This role suits someone who enjoys going beyond surface-level fixes: tracing data issues across systems, validating assumptions, reading pipeline logic, improving data quality checks, and learning how to operate data systems at scale.

You do not need to know everything from day one, but you should be comfortable learning quickly, asking good questions, writing clean SQL and Python, and taking ownership of assigned work.

WHAT YOU’LL DO

Build and maintain data pipelines

• Design, build, and maintain data pipelines that ingest, transform, validate, and serve data for analytics and business use cases.

• Work with batch data processing workflows, and gradually learn streaming or CDC-based patterns where applicable.

• Support end-to-end pipeline development from source ingestion to data lake storage, transformation, modeling, and serving layers.

• Write SQL and Python code for data transformation, automation, validation, and pipeline support.

• Help improve pipeline reliability, performance, and maintainability over time.

Support data infrastructure and orchestration

• Work with workflow orchestration tools such as Apache Airflow to schedule, monitor, and troubleshoot data jobs.

• Support workloads running on compute clusters and data lake environments.

• Help maintain datasets, tables, partitions, schemas, and transformation logic used by analytics and reporting teams.

• Assist in improving data pipeline documentation, runbooks, and operational playbooks.

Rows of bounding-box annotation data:
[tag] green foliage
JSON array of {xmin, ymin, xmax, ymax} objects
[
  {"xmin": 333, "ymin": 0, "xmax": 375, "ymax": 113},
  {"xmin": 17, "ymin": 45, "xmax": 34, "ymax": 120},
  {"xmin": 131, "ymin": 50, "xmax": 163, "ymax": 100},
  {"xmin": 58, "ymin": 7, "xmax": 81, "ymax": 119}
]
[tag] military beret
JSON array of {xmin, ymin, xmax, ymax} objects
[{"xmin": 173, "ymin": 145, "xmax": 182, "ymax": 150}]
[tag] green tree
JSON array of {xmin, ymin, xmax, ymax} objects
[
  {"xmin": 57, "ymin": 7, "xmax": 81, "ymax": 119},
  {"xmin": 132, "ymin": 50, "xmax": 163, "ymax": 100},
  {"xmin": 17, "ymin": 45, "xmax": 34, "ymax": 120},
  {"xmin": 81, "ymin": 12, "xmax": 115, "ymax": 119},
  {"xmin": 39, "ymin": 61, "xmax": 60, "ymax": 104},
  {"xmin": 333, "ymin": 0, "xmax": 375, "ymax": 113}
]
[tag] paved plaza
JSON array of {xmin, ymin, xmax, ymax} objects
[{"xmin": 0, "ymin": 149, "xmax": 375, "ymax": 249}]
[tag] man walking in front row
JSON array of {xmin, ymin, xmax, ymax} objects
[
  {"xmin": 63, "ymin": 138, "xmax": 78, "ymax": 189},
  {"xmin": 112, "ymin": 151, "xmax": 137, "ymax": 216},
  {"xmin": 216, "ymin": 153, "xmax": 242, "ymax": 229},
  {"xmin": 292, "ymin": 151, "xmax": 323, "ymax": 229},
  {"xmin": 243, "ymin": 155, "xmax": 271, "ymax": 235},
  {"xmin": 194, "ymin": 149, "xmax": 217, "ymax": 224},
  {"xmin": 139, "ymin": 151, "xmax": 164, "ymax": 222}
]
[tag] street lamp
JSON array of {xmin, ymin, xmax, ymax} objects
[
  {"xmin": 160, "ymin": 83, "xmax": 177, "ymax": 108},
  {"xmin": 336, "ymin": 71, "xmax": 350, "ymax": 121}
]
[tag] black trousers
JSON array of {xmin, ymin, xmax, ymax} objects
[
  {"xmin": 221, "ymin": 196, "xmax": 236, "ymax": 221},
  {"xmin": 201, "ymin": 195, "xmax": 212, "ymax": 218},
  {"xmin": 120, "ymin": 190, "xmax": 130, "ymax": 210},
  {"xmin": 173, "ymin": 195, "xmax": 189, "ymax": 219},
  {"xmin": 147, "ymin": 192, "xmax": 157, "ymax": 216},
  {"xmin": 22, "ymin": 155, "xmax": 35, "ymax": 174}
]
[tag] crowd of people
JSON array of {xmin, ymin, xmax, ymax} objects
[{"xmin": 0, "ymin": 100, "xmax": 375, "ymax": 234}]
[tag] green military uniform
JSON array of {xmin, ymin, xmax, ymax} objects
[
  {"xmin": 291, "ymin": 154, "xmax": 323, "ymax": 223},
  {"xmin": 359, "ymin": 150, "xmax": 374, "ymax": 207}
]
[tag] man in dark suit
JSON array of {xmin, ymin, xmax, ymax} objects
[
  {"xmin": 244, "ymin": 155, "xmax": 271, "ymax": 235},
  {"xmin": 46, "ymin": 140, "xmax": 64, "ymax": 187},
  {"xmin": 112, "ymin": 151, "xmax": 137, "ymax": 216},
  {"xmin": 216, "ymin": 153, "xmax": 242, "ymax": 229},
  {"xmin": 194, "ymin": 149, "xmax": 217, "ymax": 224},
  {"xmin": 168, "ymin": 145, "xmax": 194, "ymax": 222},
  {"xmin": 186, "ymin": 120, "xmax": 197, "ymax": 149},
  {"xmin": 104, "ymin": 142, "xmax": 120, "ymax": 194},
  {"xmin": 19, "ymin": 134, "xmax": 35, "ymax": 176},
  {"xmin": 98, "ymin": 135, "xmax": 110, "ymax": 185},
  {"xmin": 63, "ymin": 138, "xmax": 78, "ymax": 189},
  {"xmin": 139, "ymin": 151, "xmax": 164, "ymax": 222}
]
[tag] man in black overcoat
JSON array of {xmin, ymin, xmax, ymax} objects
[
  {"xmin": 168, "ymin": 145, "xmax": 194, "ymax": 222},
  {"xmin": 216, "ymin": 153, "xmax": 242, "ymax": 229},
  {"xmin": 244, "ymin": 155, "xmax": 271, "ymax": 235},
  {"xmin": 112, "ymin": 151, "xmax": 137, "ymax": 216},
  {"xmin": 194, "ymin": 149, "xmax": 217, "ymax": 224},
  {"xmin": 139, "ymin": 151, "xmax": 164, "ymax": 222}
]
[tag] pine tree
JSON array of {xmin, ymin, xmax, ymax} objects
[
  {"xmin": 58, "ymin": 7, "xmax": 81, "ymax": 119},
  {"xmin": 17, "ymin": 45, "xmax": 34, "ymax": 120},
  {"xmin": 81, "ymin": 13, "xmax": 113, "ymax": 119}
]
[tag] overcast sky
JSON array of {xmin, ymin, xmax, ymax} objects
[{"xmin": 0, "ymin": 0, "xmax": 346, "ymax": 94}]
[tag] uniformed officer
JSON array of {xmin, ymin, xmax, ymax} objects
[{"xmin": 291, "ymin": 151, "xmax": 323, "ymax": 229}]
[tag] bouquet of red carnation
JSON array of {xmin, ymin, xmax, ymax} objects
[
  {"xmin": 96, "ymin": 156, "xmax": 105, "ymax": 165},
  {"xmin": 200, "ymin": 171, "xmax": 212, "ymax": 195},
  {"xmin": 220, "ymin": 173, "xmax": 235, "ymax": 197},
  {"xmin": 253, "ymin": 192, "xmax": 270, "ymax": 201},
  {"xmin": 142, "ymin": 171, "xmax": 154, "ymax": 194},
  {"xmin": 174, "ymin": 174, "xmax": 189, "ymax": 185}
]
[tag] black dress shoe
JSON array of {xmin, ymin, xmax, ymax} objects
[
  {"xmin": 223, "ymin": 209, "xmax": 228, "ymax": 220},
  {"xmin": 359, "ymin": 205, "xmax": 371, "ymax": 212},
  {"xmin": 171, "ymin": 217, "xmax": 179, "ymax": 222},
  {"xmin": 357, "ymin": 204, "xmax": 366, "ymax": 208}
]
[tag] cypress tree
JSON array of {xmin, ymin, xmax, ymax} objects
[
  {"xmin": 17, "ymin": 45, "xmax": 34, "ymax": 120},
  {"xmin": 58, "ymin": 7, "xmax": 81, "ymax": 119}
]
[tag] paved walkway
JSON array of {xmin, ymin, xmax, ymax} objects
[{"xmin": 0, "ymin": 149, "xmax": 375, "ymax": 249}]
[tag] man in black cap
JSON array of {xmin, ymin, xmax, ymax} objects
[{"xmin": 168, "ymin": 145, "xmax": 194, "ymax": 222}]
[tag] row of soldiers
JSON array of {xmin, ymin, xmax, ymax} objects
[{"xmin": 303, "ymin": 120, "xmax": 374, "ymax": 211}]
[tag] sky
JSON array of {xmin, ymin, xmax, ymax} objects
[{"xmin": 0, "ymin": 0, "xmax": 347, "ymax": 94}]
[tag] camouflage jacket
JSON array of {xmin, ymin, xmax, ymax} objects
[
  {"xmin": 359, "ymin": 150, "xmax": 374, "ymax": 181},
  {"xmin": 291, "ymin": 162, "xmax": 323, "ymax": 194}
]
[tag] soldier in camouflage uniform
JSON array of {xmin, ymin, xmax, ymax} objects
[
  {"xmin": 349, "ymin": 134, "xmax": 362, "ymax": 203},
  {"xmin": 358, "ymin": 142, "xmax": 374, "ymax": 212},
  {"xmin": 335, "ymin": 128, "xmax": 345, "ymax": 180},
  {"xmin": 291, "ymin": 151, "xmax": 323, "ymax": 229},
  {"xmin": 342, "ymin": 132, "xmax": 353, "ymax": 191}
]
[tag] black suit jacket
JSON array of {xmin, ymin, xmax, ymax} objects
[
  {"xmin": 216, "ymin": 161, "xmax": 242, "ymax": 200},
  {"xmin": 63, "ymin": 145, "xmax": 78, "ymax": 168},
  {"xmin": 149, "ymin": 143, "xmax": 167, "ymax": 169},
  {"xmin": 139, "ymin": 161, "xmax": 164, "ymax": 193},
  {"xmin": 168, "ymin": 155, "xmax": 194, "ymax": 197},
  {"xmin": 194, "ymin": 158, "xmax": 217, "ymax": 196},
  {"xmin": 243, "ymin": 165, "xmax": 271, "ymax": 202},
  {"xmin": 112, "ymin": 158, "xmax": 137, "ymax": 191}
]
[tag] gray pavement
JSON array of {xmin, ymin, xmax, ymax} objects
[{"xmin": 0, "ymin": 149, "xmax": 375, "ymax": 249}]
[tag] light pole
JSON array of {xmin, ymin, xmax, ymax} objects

What to do: Continue the data engineering job posting from where it stops.

The reply:
Data quality, reliability, and troubleshooting

• Investigate pipeline failures, data discrepancies, freshness issues, and unexpected metric changes.

• Perform root-cause analysis by checking source data, transformation logic, job logs, SQL queries, and downstream reports.

• Build or improve data quality checks for completeness, freshness, accuracy, duplication, and anomaly detection.

• Work with analysts, product teams, and engineers to clarify expected data behavior and resolve issues.

• Help implement fixes that prevent recurring problems, not just temporary patches.

Engineering practices

• Write clean, readable, modular, and maintainable code.

• Participate in code reviews and learn good engineering practices such as testing, version control, dependency management, and CI/CD.

• Follow team standards for naming, documentation, data modeling, and pipeline development.

• Contribute to technical documentation, including data flow notes, pipeline logic, data contracts, and troubleshooting guides.

Collaboration and communication

• Partner with Data Analysts, BI users, Product, Engineering, and Operations teams to understand data needs and translate them into reliable datasets and pipelines.

• Explain data issues, pipeline behavior, and trade-offs clearly to both technical and non-technical stakeholders.

• Raise risks early when data quality, pipeline stability, or delivery timelines may be affected.

WHAT WE’RE LOOKING FOR

Technical Competencies — Junior Level

• Comfortable writing SQL queries involving joins, CTEs, aggregations, filtering, and basic performance awareness.

• Able to write Python scripts for data transformation, automation, validation, or analysis.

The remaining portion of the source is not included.